Task statement ▸ For this exercise, reproduce the entries below exactly, but only from the line containing "target | white star decoration" through the line containing "Target: sneaker", both included.

[Data entries]
----------------------------------------
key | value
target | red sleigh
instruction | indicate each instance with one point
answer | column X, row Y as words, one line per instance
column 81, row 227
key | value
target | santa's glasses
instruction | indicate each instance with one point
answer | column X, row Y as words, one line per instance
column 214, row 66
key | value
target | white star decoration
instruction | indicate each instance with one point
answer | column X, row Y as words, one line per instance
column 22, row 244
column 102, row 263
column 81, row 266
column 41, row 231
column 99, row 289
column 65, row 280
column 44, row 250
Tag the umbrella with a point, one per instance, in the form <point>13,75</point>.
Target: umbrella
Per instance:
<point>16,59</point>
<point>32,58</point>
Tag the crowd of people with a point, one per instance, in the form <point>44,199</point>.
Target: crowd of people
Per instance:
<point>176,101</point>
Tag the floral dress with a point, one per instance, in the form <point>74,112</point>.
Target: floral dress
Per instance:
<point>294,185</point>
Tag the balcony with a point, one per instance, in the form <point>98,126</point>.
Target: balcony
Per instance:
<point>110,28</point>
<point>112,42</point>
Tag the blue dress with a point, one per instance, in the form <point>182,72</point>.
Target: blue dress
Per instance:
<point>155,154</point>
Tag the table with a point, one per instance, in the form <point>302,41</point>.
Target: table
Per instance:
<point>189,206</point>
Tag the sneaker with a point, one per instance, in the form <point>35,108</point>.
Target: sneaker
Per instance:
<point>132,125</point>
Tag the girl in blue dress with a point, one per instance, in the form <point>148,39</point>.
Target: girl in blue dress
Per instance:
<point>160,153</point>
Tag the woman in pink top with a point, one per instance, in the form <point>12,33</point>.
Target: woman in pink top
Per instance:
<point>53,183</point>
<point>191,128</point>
----------------------------------------
Task answer ▸
target | white star decoration
instruction | indicate each instance with one point
answer | column X, row Y as words, one line per instance
column 22, row 244
column 102, row 263
column 81, row 266
column 41, row 231
column 99, row 289
column 65, row 280
column 44, row 250
Tag the umbrella with a point, one per instance, in the form <point>13,75</point>.
Target: umbrella
Per instance:
<point>16,59</point>
<point>32,58</point>
Tag the crowd of people with a point, one per instance, in the form <point>44,199</point>.
Target: crowd of people
Per instance:
<point>176,101</point>
Tag the floral dress with a point, one per instance, in the form <point>74,112</point>.
Target: floral dress
Per instance:
<point>294,185</point>
Tag the balcony with a point, one per instance, in the form <point>98,126</point>.
Target: balcony
Per instance:
<point>110,28</point>
<point>112,42</point>
Tag the blue dress with a point, one per instance, in the form <point>182,72</point>.
Target: blue dress
Per instance:
<point>155,154</point>
Tag the table with a point, one per instance, in the form <point>302,41</point>.
Target: table
Per instance:
<point>189,206</point>
Tag the sneaker with a point, one per instance, in the form <point>35,108</point>.
Target: sneaker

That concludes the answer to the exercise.